_Required action_: Return each line of the data below that contains the string "positive".

(Extracted records)
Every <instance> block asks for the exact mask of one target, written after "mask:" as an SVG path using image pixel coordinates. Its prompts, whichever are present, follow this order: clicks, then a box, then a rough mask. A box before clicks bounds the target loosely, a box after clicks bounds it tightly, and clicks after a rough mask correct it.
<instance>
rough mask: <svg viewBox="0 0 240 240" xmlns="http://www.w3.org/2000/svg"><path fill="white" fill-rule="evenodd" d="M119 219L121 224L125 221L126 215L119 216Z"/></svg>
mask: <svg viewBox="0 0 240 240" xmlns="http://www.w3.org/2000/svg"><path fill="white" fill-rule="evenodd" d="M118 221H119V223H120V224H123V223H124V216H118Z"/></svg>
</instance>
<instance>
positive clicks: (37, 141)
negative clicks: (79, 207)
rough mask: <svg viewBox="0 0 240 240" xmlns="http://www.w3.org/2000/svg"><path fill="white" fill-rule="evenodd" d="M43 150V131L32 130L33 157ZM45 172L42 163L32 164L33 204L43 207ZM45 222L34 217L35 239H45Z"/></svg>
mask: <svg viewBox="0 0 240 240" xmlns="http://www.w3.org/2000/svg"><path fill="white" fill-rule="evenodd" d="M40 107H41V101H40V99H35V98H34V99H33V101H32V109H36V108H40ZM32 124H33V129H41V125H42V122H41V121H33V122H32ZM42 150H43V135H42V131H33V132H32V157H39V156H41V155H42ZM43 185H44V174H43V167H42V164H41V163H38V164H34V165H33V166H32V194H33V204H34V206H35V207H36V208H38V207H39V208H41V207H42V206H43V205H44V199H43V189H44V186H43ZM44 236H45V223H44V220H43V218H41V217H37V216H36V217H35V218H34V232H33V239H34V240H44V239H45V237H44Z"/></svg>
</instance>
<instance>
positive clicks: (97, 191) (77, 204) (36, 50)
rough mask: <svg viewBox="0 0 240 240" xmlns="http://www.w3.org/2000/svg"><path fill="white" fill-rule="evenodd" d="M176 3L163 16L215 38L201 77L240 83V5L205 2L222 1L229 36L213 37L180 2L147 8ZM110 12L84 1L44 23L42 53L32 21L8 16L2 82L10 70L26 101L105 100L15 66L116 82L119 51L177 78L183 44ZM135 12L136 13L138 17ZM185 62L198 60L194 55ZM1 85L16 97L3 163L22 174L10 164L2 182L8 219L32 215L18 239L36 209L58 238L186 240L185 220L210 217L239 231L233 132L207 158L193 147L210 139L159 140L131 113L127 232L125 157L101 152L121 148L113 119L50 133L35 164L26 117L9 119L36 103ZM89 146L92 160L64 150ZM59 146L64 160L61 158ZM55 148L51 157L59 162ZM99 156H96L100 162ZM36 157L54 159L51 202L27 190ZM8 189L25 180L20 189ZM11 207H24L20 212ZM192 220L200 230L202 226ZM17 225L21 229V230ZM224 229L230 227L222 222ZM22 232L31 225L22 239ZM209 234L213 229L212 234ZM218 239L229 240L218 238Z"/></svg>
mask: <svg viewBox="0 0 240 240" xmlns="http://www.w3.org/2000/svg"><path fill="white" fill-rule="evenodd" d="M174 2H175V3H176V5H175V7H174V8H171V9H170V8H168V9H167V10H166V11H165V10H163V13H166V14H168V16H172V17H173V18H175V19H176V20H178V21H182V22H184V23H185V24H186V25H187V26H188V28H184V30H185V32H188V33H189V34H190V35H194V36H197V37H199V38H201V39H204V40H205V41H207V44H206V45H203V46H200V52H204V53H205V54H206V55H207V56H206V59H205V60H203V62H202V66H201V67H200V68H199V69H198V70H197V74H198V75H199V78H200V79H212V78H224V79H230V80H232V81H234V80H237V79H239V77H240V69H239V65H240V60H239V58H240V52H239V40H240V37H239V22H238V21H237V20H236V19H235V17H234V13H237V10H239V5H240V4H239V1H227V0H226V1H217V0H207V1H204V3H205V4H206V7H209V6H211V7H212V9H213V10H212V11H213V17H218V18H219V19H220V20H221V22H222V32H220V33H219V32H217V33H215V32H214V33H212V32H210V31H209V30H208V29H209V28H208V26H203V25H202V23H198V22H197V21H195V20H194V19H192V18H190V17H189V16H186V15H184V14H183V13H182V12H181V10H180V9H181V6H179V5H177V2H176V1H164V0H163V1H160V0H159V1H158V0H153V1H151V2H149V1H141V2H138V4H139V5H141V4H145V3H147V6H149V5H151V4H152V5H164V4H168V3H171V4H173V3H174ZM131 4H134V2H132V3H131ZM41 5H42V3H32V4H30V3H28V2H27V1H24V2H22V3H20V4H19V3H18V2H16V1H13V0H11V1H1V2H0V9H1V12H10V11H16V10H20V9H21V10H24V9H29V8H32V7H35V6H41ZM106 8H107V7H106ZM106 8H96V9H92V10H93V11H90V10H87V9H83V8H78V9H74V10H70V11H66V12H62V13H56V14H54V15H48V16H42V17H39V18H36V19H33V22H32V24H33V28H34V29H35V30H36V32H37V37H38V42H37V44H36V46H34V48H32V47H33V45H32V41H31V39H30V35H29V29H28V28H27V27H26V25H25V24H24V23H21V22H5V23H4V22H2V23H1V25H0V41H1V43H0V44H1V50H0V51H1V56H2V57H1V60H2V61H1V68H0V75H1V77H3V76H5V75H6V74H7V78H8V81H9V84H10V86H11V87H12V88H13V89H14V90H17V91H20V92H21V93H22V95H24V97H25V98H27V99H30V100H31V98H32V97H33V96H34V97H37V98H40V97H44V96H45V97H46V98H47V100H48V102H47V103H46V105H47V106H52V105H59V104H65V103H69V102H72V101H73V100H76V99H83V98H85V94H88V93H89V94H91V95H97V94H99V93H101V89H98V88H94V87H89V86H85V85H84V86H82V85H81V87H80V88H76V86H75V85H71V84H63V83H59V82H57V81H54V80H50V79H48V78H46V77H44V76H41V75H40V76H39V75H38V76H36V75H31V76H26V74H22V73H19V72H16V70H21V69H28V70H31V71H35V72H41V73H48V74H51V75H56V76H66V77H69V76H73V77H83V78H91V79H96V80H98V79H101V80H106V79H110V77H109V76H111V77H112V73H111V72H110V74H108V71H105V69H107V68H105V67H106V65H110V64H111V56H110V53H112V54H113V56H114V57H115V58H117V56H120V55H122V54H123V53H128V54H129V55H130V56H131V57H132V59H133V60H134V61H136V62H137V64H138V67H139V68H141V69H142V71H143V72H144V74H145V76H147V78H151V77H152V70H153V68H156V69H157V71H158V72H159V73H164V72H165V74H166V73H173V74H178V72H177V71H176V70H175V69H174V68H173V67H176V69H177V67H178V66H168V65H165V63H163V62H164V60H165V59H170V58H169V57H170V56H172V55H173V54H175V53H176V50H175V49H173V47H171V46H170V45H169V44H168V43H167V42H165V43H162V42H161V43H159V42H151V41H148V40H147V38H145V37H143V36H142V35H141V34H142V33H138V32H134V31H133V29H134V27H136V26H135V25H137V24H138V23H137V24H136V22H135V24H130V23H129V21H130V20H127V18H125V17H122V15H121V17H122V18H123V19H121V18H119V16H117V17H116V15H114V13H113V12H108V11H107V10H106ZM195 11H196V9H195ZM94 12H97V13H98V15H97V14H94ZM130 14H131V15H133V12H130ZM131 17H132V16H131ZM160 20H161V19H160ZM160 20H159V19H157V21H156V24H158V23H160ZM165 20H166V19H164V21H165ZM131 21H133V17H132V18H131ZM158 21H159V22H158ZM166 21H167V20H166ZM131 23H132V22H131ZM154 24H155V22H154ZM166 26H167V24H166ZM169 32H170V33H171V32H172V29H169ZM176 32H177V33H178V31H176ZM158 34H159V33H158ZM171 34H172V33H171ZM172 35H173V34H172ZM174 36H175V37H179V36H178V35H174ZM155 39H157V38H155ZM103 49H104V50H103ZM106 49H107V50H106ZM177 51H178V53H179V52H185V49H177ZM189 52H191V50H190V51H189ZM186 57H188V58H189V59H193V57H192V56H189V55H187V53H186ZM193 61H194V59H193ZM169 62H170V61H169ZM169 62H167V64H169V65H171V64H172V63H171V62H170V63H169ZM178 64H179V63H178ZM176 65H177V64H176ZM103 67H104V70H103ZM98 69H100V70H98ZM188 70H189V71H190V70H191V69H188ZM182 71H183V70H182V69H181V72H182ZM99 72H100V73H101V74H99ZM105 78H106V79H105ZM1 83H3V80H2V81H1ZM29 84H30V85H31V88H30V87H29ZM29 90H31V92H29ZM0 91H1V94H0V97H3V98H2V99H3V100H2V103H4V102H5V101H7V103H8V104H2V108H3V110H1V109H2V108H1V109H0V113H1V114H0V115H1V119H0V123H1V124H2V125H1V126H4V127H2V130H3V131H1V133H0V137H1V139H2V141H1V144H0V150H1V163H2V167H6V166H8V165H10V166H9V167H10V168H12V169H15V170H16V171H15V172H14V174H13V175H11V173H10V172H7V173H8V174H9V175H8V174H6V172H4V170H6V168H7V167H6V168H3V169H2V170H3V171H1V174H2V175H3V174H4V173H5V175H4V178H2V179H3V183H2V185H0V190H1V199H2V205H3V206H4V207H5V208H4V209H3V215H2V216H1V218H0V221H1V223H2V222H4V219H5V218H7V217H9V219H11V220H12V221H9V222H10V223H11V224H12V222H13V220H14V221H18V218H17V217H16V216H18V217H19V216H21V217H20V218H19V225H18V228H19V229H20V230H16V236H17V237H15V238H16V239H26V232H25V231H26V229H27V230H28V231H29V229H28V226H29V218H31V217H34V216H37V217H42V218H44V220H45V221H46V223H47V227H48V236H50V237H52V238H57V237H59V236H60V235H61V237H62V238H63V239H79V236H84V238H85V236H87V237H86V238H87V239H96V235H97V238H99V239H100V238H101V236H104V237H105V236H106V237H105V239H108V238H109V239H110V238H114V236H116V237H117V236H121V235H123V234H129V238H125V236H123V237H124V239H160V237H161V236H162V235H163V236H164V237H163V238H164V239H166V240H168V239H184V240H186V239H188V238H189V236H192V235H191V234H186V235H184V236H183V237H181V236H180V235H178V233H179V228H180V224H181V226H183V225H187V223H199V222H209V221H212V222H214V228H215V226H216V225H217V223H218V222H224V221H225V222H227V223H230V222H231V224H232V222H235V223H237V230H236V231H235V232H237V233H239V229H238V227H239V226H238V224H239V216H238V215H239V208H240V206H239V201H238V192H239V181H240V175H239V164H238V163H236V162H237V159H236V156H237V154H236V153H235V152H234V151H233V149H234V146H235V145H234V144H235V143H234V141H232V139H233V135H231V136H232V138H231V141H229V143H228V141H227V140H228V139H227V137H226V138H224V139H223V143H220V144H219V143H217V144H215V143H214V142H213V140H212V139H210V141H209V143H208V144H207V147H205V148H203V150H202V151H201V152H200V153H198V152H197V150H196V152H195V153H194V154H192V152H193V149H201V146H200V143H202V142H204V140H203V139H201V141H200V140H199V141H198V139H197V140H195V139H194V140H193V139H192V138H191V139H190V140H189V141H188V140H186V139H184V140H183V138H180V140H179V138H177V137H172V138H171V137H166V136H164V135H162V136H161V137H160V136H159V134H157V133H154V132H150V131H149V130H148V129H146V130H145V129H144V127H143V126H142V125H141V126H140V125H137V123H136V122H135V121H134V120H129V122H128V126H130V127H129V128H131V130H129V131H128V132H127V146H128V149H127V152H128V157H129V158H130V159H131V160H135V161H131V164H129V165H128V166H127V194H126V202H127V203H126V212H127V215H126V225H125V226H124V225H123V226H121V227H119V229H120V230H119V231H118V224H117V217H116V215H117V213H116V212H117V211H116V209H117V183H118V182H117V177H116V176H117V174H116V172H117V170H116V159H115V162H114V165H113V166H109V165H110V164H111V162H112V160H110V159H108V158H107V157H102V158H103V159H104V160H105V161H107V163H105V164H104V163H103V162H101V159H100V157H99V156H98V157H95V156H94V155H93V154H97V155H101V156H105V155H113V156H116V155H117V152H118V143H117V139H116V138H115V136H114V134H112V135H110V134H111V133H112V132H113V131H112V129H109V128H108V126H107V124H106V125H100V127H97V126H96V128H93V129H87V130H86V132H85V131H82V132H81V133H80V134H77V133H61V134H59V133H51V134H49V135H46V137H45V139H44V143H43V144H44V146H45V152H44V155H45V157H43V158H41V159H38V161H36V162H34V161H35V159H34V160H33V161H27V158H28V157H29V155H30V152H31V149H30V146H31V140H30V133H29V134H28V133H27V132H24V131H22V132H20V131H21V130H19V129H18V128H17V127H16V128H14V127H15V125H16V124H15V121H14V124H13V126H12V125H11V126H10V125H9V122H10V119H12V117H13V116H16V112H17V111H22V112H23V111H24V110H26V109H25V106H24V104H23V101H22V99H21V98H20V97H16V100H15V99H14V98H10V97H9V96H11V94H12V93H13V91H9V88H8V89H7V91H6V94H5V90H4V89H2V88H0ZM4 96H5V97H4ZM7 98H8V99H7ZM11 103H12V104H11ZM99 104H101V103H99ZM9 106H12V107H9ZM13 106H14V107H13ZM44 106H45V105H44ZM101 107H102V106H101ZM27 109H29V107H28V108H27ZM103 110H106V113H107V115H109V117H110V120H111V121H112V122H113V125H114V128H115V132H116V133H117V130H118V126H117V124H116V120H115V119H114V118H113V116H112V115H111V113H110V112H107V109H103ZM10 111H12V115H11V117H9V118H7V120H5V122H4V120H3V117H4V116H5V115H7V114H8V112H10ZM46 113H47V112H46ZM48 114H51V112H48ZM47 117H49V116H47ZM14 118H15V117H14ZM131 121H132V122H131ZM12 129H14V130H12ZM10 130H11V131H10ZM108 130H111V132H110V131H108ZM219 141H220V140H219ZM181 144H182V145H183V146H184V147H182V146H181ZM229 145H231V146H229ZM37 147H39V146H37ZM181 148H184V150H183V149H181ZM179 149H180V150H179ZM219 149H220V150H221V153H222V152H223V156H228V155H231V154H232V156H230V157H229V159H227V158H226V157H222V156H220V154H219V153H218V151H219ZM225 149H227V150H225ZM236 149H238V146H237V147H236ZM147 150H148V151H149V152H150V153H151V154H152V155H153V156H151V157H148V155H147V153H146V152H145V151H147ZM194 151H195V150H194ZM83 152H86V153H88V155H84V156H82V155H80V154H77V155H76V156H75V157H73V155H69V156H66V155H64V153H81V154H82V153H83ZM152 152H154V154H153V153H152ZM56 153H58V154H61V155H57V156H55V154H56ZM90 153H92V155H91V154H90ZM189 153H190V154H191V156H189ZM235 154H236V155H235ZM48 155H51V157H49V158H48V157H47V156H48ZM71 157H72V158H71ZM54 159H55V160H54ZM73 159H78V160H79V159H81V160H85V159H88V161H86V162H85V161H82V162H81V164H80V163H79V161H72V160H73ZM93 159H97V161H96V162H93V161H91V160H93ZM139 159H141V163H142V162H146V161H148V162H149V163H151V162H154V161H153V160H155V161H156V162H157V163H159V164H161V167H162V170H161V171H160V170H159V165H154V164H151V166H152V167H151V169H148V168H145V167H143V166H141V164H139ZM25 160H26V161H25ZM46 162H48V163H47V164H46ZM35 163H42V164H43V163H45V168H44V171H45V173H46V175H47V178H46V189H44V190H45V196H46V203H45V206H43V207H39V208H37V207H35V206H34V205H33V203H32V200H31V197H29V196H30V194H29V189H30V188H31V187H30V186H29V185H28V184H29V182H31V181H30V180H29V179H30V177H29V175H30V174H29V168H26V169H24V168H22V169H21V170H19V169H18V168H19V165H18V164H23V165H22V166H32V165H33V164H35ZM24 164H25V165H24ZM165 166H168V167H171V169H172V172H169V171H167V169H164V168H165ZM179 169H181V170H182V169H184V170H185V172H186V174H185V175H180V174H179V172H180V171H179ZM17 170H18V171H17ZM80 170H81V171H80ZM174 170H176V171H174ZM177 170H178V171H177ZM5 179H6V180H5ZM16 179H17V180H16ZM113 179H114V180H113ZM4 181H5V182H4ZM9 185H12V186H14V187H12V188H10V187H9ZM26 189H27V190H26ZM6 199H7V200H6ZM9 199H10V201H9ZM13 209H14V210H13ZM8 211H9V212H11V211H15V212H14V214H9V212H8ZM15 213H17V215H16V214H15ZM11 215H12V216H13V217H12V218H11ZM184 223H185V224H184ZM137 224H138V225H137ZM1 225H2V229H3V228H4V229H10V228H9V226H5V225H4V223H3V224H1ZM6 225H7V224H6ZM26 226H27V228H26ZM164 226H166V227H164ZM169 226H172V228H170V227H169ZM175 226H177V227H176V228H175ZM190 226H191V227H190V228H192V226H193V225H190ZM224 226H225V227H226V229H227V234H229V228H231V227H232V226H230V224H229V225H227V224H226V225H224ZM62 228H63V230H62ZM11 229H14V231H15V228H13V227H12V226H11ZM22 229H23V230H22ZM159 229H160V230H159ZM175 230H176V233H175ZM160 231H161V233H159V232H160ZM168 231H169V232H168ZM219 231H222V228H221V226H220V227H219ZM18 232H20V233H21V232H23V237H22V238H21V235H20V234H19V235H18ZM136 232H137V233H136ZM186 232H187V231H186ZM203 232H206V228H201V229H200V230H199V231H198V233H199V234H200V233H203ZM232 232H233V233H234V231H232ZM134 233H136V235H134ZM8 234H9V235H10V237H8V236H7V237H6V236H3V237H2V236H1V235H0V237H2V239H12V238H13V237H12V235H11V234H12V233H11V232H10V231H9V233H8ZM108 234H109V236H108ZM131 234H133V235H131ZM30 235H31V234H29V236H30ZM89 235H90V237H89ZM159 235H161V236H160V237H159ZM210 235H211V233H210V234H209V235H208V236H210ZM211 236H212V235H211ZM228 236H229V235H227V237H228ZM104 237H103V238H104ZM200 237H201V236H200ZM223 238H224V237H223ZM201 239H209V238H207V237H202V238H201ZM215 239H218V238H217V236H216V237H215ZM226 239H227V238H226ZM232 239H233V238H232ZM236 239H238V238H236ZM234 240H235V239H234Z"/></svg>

_Your response_:
positive clicks: (37, 141)
positive clicks: (97, 191) (77, 204) (36, 50)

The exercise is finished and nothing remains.